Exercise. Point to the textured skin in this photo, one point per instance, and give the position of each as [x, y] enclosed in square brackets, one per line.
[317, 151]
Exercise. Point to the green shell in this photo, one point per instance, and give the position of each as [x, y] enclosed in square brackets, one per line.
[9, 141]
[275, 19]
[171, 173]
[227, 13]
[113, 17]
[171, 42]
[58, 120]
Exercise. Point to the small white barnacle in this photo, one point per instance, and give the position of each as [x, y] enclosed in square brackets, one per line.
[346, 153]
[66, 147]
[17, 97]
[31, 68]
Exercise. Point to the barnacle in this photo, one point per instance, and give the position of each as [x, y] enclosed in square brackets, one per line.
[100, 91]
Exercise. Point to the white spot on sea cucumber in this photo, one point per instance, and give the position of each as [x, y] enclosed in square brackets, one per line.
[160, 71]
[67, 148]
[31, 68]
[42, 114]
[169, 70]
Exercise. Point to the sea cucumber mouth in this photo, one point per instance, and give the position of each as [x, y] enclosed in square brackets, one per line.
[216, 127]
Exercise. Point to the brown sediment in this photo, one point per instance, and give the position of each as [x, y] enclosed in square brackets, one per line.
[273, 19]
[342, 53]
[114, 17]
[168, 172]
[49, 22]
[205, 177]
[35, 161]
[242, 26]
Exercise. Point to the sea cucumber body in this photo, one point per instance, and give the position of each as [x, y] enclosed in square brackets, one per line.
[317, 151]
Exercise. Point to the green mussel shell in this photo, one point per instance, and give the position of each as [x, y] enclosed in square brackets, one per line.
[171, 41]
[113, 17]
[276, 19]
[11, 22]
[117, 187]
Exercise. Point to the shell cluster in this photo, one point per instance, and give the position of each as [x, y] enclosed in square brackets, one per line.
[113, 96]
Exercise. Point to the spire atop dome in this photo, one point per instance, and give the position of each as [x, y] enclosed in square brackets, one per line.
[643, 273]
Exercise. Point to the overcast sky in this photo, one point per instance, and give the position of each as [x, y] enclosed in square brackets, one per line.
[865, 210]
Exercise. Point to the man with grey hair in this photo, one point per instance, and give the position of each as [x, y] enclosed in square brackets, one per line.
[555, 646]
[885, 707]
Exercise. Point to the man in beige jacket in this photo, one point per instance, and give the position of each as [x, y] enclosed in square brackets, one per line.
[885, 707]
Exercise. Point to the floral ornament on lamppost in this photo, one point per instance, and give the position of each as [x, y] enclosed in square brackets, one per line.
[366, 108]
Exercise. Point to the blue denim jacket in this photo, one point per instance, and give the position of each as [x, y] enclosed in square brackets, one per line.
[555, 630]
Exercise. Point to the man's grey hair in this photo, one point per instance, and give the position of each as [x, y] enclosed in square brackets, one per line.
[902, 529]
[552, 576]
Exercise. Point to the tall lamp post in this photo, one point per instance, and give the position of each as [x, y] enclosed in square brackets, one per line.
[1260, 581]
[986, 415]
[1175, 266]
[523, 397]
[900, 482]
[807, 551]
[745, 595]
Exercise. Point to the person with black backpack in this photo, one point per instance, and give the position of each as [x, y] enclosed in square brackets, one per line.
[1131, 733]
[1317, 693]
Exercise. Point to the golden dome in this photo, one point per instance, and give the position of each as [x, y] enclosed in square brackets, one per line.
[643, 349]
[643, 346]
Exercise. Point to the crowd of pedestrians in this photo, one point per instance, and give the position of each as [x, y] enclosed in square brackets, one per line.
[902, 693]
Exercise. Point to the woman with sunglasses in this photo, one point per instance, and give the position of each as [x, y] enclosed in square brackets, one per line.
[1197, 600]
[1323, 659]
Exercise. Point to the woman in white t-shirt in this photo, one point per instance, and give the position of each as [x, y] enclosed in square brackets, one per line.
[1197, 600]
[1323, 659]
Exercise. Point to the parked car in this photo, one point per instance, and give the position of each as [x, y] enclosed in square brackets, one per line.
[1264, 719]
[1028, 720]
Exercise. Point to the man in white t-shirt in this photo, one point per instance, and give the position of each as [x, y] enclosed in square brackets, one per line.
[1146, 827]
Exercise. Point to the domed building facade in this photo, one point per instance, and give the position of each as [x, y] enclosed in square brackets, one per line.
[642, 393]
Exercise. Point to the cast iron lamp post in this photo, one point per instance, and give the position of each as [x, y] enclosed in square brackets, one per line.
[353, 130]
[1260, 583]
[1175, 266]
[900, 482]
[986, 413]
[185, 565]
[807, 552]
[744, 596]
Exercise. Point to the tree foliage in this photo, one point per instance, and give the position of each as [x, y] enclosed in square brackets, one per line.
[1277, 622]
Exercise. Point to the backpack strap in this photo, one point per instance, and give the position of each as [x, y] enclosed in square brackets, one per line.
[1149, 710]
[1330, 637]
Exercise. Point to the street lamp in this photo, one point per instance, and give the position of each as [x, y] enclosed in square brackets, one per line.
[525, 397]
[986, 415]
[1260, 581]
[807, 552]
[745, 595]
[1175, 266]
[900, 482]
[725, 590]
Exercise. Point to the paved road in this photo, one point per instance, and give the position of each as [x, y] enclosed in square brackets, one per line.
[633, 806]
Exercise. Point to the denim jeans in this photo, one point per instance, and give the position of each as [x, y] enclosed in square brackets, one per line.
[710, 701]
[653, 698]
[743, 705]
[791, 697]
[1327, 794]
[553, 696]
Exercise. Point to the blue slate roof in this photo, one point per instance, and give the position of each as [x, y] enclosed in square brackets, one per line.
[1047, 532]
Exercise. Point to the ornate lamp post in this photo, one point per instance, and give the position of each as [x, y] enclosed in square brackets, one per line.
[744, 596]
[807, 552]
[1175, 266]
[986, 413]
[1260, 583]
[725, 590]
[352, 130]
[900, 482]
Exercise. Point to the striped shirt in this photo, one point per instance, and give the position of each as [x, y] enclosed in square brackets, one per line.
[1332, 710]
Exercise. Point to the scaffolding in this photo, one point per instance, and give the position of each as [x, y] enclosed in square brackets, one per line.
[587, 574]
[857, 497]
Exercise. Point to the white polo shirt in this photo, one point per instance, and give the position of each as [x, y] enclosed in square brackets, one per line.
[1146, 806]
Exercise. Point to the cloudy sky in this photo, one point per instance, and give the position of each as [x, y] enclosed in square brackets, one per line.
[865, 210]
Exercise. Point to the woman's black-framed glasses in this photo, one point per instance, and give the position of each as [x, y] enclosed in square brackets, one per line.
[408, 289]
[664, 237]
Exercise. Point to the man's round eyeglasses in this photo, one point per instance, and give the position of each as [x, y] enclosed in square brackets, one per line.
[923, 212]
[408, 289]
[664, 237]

•••

* [Exercise goal]: Copy, character for character, the stretch of the records from the line containing "Exercise. Point to the woman with" through the line containing "[1028, 720]".

* [Output]:
Exercise. Point to the woman with sunglasses in this photo, one point per instance, and give the position of each as [x, y] enclosed in square brackets, one per line.
[1197, 600]
[1323, 659]
Exercise. Point to the woman in white t-shirt in this photo, one point per instance, and give the position of each as [x, y] enclosed in square brackets, one per line.
[1197, 600]
[1323, 659]
Exercise. Point to the parked car in this photo, one point per instance, and give the position of each as [x, y] enclosed in square brackets, one per line.
[1264, 719]
[1028, 720]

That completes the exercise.